**PROMPT**
How many lines in the data below contain the string "garage"? Uppercase and lowercase letters count as different, and the reply should be only the number.

**THE INPUT**
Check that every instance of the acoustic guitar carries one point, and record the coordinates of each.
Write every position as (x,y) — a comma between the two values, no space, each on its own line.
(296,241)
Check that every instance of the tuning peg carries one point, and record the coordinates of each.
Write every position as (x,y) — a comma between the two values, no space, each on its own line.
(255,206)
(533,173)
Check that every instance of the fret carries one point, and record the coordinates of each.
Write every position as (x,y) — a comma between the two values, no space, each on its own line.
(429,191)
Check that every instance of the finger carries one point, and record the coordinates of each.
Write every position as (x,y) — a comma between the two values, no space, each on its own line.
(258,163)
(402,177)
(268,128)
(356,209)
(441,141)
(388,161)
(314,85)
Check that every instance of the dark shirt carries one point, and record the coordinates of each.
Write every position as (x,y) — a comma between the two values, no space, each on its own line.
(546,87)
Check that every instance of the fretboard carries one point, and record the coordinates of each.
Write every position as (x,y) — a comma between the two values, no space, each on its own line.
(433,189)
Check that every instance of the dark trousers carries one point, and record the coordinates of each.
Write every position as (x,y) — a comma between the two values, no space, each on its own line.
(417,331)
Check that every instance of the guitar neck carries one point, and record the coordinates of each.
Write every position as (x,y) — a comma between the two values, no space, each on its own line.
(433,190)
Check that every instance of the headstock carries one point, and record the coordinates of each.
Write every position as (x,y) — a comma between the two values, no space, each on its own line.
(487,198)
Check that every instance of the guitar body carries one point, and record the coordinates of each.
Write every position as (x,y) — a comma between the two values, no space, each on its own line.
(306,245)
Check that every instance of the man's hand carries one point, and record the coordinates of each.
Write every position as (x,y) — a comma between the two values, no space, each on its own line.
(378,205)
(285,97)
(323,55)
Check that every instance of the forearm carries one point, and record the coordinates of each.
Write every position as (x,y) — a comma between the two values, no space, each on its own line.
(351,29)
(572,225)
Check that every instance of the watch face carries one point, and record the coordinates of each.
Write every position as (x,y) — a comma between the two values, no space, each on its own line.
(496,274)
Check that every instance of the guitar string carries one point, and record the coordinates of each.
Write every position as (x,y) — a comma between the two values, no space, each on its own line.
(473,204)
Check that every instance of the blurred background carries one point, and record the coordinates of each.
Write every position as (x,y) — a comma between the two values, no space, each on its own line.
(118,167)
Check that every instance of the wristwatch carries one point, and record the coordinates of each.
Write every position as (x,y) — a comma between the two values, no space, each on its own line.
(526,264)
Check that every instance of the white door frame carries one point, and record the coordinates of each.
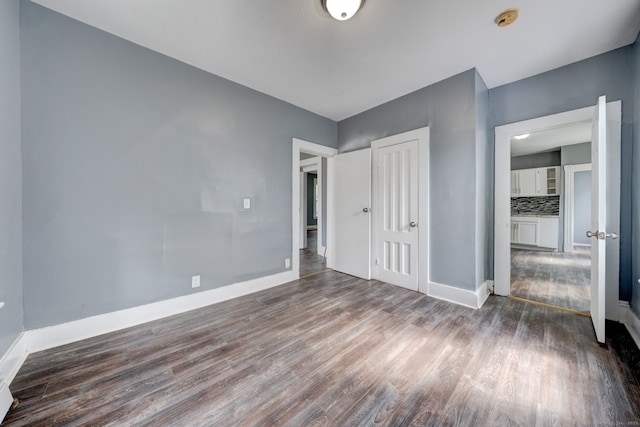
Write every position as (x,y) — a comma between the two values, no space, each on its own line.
(422,135)
(569,208)
(298,146)
(502,195)
(307,166)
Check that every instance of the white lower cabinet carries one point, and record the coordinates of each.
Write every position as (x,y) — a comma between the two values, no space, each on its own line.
(535,231)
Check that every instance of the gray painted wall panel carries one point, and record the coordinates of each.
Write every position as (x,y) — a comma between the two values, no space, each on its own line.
(135,167)
(576,86)
(11,318)
(635,202)
(483,177)
(537,160)
(576,154)
(449,109)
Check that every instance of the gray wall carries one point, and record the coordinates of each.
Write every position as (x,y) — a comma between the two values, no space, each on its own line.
(582,206)
(11,323)
(449,109)
(576,154)
(310,197)
(483,177)
(636,180)
(135,167)
(537,160)
(576,86)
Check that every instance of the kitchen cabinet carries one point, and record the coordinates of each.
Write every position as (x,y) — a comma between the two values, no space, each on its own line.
(535,182)
(540,232)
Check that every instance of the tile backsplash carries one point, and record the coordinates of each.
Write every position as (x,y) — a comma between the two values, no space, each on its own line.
(548,205)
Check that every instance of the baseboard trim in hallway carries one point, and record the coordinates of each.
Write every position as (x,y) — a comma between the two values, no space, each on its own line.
(555,307)
(315,273)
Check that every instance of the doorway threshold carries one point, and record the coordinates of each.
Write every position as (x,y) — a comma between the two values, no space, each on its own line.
(554,307)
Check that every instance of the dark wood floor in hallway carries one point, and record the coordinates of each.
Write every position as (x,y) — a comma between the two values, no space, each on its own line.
(334,350)
(556,278)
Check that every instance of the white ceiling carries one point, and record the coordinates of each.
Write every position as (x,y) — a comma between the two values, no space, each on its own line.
(552,139)
(292,49)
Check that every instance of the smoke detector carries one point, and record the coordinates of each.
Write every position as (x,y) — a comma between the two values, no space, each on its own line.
(507,17)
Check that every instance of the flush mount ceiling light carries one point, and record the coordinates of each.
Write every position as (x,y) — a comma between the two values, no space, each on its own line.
(342,9)
(507,17)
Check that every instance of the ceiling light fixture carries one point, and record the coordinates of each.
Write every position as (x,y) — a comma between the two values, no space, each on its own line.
(342,9)
(507,17)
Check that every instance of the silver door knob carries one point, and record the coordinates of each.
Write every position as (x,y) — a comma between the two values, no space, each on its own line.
(601,235)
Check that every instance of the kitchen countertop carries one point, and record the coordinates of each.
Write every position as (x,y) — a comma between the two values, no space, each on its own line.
(523,215)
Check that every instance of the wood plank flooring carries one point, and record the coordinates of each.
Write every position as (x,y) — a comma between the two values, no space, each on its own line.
(310,263)
(334,350)
(556,278)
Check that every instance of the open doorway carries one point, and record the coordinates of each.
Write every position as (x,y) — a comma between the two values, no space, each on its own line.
(550,258)
(312,203)
(609,163)
(310,242)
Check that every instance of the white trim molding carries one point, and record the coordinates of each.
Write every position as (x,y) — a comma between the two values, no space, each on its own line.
(10,364)
(65,333)
(13,359)
(472,299)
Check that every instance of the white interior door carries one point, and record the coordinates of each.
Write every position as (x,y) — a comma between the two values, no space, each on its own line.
(397,214)
(598,232)
(352,217)
(303,210)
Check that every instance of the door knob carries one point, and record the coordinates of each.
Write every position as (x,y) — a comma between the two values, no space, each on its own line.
(601,235)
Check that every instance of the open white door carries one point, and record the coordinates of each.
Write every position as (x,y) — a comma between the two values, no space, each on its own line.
(352,218)
(598,231)
(303,210)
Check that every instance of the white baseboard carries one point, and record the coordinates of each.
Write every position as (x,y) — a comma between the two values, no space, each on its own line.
(5,400)
(10,364)
(484,291)
(471,299)
(13,359)
(632,322)
(65,333)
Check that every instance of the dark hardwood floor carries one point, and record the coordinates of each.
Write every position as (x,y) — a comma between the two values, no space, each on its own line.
(335,350)
(556,278)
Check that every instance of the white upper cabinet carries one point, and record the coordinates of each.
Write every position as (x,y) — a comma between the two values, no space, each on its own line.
(535,182)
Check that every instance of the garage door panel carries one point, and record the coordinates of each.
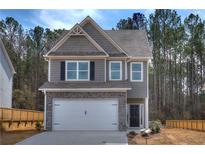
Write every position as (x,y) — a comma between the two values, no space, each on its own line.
(87,114)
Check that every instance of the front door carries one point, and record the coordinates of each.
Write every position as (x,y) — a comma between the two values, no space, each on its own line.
(134,116)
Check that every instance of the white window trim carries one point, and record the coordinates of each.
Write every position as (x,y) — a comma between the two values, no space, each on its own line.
(110,62)
(141,71)
(77,61)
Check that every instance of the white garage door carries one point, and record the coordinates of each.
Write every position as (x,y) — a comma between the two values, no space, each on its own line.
(85,114)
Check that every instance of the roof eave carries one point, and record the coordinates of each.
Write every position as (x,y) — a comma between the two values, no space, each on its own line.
(83,89)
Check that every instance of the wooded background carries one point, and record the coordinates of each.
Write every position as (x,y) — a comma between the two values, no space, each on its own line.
(176,73)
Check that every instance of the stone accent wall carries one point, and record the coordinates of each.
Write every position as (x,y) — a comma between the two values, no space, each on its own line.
(122,96)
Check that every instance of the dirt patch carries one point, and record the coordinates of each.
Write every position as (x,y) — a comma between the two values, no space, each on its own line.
(9,138)
(171,136)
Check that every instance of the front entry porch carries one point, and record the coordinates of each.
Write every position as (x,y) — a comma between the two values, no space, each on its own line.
(136,113)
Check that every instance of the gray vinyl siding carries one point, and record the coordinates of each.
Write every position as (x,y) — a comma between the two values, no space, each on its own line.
(6,79)
(55,70)
(139,89)
(101,40)
(77,45)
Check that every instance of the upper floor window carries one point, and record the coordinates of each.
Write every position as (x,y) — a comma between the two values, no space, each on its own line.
(115,70)
(77,70)
(136,71)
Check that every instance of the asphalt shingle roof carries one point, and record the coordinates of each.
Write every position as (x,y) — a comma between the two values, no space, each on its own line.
(133,42)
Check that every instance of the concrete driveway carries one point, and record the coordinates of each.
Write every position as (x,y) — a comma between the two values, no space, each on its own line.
(76,138)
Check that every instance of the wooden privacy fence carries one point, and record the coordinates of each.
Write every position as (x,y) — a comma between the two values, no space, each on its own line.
(186,124)
(20,115)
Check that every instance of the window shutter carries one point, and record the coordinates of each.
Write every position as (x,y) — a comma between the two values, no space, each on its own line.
(62,70)
(92,70)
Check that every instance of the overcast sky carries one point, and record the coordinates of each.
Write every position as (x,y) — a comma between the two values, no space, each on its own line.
(55,19)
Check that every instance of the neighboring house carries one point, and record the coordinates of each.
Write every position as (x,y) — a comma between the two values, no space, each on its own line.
(97,79)
(6,78)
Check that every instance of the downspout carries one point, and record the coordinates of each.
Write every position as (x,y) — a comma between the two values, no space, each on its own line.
(45,99)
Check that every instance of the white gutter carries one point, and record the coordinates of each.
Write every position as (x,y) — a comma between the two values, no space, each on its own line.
(84,89)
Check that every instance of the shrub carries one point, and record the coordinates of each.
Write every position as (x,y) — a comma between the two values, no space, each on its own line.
(38,126)
(155,126)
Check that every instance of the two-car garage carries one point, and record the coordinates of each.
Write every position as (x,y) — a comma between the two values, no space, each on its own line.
(85,114)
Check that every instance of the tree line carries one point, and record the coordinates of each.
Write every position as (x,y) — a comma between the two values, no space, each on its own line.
(26,49)
(176,73)
(177,68)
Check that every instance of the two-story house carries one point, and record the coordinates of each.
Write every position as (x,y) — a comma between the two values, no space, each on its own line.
(6,78)
(97,79)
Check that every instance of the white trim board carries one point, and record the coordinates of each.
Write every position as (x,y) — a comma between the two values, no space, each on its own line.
(84,89)
(142,72)
(110,62)
(77,71)
(70,33)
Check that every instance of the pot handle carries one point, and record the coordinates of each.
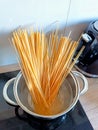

**SOLUTION TO THE EXERCISE**
3